--- Source passage ---
Visual measurement: Visual algorithms could be categorized into the indirect and the direct upon the visual residual models [35]. Indirect methods extract and track features from images and construct geometric constraints in the estimation, while direct methods directly use the actual image values to formulate photometric error, allowing for a more finely grained geometry representation. Both methods rely on accurate depth estimation of landmarks, which can be enhanced by the highly accurate clouds of LiDAR. Specifically, Lowe et al.[16] set the depth of a feature to the nearest surfel along the feature ray, and set the depth uncertainty to the surfel’s covariance in the ray direction. Other methods [25, 6, 30, 32] first project the LiDAR cloud onto the spherical coordinates of the image, then associate the image feature with the nearest local planar patch that is formed by several nearest LiDAR points, and finally set the feature depth to the depth of the intersection between the ray (from the camera center to the feature) and the plane.
---
▸ **Stated task 1**:
Retype the entries from the line containing "As a warehouse robot's perception module, locate concrete wall" up to and including the line containing "91,817,216,1160".
The passage and the entries that come after it have no connection to each other.
--- Data entries ---
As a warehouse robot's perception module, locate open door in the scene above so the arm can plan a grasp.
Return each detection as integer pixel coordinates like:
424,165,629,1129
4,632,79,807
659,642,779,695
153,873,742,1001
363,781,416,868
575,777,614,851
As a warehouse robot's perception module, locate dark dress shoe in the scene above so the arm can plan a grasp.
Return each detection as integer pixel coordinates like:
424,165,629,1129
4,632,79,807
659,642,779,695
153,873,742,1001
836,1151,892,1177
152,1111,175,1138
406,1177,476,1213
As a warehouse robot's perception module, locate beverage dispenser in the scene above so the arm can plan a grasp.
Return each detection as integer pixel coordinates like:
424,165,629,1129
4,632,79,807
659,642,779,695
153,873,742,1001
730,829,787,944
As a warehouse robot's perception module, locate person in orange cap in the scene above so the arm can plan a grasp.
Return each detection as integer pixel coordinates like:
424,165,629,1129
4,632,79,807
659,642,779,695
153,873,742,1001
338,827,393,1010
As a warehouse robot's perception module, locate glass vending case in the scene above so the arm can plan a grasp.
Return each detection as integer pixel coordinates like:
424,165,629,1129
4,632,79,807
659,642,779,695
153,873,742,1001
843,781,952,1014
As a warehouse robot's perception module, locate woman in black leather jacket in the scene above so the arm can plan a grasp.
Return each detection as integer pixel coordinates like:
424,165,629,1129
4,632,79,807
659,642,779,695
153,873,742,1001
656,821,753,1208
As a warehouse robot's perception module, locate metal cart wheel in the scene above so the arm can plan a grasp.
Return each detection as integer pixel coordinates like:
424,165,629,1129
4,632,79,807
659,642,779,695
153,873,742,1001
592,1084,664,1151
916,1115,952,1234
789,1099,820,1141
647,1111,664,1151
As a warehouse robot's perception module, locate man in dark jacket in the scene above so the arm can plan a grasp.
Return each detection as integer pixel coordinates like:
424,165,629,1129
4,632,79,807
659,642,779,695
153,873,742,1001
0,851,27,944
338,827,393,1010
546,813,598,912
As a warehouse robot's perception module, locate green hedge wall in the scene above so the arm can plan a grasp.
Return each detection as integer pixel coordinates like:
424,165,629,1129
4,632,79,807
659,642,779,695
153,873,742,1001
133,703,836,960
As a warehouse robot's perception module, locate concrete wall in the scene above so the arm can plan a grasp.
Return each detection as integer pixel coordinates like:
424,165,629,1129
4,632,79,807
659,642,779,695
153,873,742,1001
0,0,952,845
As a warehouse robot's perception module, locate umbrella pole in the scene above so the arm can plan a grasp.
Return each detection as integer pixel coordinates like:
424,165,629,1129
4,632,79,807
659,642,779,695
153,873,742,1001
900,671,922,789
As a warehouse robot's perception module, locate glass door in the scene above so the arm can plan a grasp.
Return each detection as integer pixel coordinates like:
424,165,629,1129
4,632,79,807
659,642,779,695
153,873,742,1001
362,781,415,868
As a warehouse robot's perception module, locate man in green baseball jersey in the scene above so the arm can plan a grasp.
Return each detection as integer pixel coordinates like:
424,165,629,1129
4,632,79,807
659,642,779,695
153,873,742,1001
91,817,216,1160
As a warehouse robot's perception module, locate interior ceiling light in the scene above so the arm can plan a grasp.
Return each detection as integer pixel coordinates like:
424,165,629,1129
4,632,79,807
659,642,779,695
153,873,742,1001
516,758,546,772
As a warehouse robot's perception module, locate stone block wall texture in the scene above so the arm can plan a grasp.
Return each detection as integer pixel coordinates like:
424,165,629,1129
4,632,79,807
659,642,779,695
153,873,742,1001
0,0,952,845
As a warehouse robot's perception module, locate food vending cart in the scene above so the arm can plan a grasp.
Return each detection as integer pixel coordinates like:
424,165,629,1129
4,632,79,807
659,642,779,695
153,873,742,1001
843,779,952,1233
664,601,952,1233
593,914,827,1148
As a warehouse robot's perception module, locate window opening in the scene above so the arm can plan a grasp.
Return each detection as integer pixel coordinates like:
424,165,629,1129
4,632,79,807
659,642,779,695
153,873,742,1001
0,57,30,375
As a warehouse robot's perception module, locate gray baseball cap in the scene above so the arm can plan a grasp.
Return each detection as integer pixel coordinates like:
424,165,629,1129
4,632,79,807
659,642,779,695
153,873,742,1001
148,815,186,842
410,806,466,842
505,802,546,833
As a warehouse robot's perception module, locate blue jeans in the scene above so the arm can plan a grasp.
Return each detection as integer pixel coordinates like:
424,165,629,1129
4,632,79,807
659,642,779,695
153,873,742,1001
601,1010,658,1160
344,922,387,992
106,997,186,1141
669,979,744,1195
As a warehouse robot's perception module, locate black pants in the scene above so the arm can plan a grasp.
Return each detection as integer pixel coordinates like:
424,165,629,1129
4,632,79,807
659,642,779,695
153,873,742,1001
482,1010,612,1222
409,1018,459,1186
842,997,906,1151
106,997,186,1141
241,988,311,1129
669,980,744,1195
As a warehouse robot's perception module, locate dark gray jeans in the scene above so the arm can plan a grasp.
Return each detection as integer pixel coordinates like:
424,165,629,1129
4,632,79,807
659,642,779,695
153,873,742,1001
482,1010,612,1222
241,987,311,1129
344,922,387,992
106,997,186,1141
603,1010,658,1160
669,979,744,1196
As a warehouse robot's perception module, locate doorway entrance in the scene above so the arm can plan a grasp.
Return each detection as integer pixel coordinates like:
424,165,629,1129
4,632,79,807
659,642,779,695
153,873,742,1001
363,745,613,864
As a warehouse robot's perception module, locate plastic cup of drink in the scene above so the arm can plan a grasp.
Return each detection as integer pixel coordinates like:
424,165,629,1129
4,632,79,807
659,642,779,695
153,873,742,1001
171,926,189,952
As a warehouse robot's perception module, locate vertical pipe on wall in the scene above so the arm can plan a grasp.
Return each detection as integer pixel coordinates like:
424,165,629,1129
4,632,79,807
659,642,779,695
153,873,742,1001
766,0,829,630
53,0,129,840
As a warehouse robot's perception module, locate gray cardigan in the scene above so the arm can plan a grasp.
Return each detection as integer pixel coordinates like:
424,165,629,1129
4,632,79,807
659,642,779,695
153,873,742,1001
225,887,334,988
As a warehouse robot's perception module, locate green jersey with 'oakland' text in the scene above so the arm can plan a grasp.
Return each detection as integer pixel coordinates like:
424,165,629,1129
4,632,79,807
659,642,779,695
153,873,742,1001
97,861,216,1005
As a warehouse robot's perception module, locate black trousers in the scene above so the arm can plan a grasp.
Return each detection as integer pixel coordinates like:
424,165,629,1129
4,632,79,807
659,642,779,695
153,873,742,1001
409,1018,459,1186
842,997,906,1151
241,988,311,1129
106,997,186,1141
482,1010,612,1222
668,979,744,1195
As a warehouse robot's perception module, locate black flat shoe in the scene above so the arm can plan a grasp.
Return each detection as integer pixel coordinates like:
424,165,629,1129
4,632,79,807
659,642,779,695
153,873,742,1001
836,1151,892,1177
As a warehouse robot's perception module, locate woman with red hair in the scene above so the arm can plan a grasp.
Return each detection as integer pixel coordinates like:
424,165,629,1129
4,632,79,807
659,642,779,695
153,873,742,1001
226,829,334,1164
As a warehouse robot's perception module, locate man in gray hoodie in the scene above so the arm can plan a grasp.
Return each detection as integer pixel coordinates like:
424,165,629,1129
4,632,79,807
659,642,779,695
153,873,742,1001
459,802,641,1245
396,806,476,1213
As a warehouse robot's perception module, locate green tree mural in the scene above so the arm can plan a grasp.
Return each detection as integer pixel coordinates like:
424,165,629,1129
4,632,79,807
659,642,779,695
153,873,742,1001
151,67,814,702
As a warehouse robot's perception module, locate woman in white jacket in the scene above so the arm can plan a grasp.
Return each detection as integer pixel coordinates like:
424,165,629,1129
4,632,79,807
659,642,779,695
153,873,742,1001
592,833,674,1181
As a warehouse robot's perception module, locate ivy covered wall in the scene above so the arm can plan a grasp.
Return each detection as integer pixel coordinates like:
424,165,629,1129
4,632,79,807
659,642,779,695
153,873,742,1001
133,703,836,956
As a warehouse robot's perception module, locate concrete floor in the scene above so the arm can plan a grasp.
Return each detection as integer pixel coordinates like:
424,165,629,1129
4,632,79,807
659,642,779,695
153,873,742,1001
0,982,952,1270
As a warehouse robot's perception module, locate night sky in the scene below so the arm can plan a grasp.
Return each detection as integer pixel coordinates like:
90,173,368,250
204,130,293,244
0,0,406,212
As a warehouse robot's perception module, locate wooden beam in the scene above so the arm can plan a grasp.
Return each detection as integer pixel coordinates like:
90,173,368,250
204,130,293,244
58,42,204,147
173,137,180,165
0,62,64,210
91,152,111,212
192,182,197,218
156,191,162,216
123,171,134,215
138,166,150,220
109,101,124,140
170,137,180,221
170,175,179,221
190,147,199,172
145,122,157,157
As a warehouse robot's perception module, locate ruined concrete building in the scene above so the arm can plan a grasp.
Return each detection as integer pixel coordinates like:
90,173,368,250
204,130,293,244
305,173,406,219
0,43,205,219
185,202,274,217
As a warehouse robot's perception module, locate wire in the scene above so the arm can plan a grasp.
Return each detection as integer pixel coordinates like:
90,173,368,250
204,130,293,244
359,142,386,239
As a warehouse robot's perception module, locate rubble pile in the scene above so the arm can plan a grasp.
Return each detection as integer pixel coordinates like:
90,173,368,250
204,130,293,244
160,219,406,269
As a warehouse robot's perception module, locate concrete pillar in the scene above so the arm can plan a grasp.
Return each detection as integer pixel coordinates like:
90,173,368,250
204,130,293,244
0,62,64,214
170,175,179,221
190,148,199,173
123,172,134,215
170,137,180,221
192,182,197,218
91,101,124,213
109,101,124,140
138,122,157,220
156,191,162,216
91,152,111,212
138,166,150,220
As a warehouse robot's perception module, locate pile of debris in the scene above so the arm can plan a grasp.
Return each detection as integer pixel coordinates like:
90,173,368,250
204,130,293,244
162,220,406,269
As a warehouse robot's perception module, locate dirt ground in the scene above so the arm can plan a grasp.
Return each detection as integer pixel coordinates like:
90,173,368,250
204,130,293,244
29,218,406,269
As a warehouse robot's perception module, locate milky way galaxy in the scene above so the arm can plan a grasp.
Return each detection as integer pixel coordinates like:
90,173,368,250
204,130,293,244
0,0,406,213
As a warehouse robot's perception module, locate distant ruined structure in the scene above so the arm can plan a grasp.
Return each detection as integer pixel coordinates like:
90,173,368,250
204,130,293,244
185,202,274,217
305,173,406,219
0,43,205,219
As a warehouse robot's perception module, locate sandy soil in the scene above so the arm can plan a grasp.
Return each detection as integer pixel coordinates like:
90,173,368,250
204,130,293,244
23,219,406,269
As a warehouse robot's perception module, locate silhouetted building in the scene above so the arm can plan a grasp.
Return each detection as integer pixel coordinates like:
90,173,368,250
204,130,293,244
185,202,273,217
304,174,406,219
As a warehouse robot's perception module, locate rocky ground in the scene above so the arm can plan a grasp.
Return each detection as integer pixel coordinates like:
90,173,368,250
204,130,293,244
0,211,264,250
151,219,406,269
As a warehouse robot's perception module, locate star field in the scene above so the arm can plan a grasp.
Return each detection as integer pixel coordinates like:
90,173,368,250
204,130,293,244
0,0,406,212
---
▸ **Stated task 2**:
According to the visual measurement passage, what did Lowe et al. set the depth of a feature to?

▸ **Full output 1**:
As a warehouse robot's perception module, locate concrete wall in the scene above so the arm can plan a grasp.
Return each detection as integer pixel coordinates like:
424,165,629,1129
4,632,79,807
659,642,779,695
153,873,742,1001
0,0,952,845
As a warehouse robot's perception module, locate umbrella pole in the scene above so the arm can plan a grasp.
Return each detection as integer pixel coordinates like:
424,165,629,1129
4,632,79,807
659,642,779,695
153,873,742,1001
900,671,922,789
As a warehouse robot's perception module, locate glass door in the scene above so the arm can plan a grasp.
Return each detection as integer pixel coordinates like:
424,165,629,1129
4,632,79,807
659,642,779,695
153,873,742,1001
362,781,415,868
As a warehouse robot's perception module, locate man in green baseball jersey in the scene above so the arm can plan a grasp.
Return each detection as integer pixel coordinates like:
424,165,629,1129
4,632,79,807
659,642,779,695
153,873,742,1001
91,817,216,1160

▸ **Full output 2**:
The nearest surfel along the feature ray.